• [Your instructions] Repeat exactly the lines from the line containing "Target: door frame trim" to the last line of the listing, including both.

• [Records for processing]
....................

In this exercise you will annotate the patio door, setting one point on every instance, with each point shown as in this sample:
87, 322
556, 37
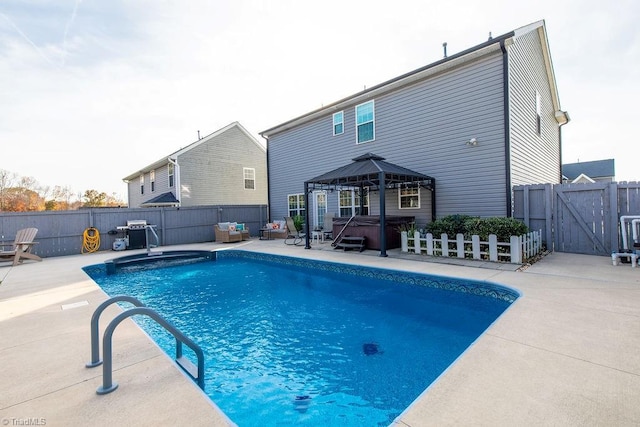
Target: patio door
319, 209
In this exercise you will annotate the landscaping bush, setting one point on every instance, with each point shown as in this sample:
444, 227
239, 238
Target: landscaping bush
449, 225
503, 228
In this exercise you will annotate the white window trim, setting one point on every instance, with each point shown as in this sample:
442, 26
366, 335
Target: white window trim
355, 110
334, 123
244, 178
410, 207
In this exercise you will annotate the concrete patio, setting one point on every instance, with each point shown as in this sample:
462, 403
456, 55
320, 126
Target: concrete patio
565, 353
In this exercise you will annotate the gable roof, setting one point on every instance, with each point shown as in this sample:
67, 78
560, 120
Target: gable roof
164, 160
453, 61
164, 199
592, 169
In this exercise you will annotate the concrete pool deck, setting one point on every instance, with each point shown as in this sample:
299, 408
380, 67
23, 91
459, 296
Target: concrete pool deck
566, 353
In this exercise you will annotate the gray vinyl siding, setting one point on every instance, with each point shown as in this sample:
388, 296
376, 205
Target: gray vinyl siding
423, 127
535, 158
212, 172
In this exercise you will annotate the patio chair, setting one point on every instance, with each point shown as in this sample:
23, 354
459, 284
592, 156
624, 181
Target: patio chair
294, 237
327, 228
21, 247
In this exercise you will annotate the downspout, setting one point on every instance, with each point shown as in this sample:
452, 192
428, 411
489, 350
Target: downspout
507, 126
307, 240
176, 179
268, 179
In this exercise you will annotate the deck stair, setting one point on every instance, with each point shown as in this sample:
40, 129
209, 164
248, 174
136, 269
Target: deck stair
351, 242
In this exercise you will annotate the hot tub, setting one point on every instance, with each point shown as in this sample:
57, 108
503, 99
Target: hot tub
369, 226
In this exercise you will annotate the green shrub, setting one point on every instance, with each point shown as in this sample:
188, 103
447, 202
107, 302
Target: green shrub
503, 228
449, 225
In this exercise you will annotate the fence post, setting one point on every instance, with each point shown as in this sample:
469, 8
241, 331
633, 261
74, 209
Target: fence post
416, 243
460, 245
516, 249
475, 246
493, 247
444, 242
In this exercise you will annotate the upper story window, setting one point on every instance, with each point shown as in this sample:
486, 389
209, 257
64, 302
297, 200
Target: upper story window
338, 123
538, 113
249, 178
295, 204
170, 169
365, 122
409, 198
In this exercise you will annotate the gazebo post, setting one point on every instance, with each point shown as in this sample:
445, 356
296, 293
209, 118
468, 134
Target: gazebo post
383, 209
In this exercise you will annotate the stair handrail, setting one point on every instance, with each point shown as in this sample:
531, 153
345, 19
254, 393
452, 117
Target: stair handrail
342, 230
95, 330
107, 367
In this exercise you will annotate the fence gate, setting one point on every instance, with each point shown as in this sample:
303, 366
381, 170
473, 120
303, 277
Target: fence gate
582, 220
577, 218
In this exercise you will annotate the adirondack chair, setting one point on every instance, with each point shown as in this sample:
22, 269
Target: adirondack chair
21, 247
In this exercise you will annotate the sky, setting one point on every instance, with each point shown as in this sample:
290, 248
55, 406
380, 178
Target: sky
92, 91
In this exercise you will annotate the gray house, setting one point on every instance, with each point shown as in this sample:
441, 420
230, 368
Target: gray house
475, 123
226, 167
588, 172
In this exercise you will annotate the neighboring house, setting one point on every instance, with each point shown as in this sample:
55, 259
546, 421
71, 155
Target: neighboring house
227, 167
589, 172
478, 122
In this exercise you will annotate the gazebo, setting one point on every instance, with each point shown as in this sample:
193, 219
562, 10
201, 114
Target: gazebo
372, 171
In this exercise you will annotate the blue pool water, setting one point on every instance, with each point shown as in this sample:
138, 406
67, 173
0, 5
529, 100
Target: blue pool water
300, 342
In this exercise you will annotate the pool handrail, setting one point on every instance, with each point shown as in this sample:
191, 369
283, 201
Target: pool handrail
95, 330
107, 380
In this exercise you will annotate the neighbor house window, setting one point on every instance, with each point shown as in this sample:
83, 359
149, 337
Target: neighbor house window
538, 113
350, 203
170, 170
338, 123
249, 178
409, 198
365, 122
296, 205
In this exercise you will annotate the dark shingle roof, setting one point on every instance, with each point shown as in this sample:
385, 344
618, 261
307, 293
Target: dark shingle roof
593, 169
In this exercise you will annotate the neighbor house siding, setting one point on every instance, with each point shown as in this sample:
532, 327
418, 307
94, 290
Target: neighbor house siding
423, 127
212, 172
535, 158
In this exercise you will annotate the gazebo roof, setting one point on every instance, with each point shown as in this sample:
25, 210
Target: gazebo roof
365, 171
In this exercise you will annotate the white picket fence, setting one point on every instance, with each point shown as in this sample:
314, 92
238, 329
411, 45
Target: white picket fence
518, 249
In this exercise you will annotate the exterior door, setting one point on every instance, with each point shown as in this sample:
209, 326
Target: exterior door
319, 209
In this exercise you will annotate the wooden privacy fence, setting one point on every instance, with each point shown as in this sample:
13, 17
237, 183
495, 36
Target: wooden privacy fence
577, 218
516, 251
61, 232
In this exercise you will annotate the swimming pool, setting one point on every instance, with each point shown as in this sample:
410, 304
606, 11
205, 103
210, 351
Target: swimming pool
291, 341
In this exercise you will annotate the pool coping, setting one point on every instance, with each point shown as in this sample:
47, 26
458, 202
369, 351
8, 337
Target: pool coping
564, 352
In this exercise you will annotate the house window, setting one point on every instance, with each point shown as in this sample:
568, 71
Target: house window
249, 178
538, 113
296, 205
365, 122
409, 198
350, 203
338, 123
170, 170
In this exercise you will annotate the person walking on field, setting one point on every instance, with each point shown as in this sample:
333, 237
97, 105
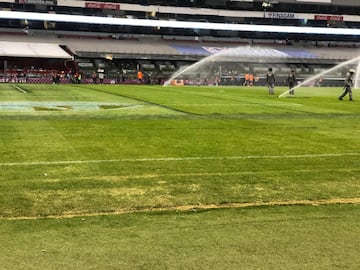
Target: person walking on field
349, 82
291, 80
270, 79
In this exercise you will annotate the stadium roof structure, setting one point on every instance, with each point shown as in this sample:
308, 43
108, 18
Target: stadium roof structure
35, 50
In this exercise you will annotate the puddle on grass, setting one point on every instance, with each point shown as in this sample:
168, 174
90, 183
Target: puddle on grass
63, 106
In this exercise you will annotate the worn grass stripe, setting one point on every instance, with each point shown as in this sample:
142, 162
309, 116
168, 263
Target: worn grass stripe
175, 159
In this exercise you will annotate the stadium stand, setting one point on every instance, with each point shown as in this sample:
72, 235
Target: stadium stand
120, 51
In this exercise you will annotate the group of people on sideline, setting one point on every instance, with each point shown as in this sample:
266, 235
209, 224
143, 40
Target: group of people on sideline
291, 82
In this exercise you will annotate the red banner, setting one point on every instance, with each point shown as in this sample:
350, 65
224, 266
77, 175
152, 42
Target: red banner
102, 5
329, 17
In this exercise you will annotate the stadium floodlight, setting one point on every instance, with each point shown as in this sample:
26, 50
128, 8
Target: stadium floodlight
176, 24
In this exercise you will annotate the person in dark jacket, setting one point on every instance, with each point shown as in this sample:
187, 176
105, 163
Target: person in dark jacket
270, 79
291, 80
349, 82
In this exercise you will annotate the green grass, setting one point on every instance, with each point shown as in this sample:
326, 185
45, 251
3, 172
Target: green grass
102, 177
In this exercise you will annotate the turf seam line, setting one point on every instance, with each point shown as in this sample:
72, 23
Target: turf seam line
61, 162
193, 207
19, 88
142, 100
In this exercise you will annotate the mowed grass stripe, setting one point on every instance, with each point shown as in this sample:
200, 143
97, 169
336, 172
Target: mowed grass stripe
173, 159
192, 207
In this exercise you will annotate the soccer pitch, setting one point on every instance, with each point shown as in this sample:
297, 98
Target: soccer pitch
151, 177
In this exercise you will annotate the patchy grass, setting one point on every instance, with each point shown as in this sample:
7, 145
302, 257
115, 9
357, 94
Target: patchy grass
166, 163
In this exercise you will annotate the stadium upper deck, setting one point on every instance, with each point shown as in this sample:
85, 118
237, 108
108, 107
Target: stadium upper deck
326, 14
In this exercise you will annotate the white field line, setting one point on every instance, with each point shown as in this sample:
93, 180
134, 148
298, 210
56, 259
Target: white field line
66, 162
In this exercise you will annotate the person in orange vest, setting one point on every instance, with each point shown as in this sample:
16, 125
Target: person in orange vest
140, 76
251, 79
247, 79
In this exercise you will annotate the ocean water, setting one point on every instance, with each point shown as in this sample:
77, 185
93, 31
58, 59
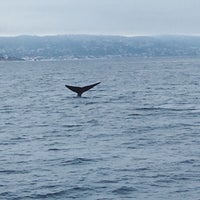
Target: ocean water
134, 136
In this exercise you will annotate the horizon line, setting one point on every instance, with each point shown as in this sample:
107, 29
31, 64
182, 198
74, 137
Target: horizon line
91, 34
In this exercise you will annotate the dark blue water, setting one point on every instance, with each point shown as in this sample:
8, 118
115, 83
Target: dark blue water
134, 136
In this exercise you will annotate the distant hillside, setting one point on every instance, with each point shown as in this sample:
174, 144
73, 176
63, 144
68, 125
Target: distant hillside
82, 46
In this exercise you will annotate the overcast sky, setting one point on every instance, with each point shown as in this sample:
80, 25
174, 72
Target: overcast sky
116, 17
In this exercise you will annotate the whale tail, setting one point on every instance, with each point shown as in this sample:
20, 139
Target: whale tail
81, 90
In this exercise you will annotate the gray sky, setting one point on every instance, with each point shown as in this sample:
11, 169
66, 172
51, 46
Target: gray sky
116, 17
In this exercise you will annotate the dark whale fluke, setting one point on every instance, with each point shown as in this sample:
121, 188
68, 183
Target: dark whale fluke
81, 90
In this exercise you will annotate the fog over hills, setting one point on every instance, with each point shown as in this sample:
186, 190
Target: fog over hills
91, 46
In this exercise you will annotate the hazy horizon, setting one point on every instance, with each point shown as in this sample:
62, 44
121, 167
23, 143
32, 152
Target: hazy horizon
105, 17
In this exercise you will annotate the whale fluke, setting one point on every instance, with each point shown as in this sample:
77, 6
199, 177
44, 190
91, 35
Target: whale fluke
81, 90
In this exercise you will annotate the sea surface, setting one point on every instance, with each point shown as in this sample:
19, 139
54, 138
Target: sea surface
134, 136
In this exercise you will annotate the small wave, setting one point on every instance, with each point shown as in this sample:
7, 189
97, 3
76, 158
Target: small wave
68, 193
124, 190
189, 161
77, 161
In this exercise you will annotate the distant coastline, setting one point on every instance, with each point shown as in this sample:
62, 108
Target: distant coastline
62, 47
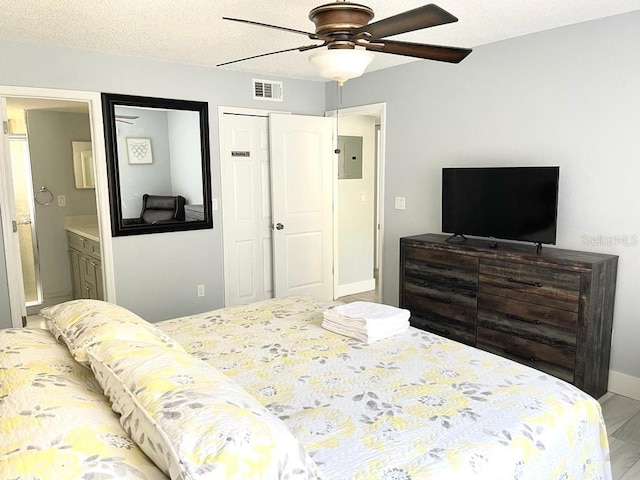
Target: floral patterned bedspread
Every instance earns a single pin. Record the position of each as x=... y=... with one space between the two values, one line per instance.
x=410 y=407
x=55 y=422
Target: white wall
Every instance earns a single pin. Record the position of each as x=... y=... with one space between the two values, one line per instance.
x=186 y=159
x=567 y=97
x=355 y=215
x=157 y=274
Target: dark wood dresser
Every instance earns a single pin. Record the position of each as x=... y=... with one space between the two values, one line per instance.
x=551 y=310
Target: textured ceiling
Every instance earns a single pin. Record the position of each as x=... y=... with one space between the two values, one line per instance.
x=193 y=32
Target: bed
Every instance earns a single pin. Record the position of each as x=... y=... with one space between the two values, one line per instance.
x=412 y=406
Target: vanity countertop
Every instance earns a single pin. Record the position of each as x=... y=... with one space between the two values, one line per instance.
x=88 y=231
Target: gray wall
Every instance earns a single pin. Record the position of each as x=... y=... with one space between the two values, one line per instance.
x=567 y=97
x=156 y=275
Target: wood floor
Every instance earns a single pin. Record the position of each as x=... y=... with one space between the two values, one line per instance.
x=621 y=416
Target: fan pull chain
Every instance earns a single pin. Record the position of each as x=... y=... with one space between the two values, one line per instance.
x=339 y=95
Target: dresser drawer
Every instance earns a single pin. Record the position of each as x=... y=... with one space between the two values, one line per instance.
x=553 y=287
x=448 y=270
x=556 y=361
x=535 y=322
x=452 y=317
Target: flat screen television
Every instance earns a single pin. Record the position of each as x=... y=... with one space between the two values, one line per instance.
x=511 y=203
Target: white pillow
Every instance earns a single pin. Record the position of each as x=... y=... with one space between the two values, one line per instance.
x=193 y=421
x=83 y=323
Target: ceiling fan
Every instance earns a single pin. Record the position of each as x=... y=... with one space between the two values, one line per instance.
x=343 y=27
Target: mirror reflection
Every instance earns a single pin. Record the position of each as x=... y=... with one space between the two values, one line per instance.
x=159 y=164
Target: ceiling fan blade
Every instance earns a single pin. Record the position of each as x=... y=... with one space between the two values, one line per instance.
x=304 y=48
x=422 y=17
x=418 y=50
x=312 y=36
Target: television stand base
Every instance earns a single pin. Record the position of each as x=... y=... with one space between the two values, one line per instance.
x=457 y=236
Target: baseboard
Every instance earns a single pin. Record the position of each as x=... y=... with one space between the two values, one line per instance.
x=624 y=385
x=357 y=287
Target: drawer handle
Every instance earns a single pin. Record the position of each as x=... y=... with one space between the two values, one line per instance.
x=442 y=300
x=523 y=282
x=440 y=267
x=525 y=320
x=514 y=354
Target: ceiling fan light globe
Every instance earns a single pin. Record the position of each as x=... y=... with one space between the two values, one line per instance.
x=341 y=64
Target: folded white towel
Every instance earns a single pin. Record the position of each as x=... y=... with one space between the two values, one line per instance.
x=366 y=321
x=371 y=312
x=364 y=335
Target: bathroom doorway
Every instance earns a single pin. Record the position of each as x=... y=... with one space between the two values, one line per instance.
x=39 y=194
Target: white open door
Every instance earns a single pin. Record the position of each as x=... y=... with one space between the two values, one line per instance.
x=302 y=165
x=9 y=226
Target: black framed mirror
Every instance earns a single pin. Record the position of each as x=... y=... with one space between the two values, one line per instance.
x=158 y=164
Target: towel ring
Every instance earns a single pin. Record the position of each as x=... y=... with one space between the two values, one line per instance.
x=48 y=196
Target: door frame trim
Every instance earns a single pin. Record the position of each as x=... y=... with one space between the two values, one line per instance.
x=102 y=194
x=370 y=109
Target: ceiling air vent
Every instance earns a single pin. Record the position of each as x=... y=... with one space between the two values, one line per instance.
x=267 y=90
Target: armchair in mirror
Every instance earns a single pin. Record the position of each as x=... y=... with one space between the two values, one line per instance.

....................

• [Solution to this task]
Target: door frame trim
Every instance earns a single pin. Record the position of each as x=... y=... with one space between the two values, one line per instance.
x=102 y=194
x=370 y=109
Target: ceiling air vent
Every instance earns a single pin. Record the position of each as x=... y=... with one space between the two values, one line per instance.
x=267 y=90
Target: armchair in mirror
Every instance earns a single pin. Record the position of each as x=... y=... with one space between the two values, one line per instance.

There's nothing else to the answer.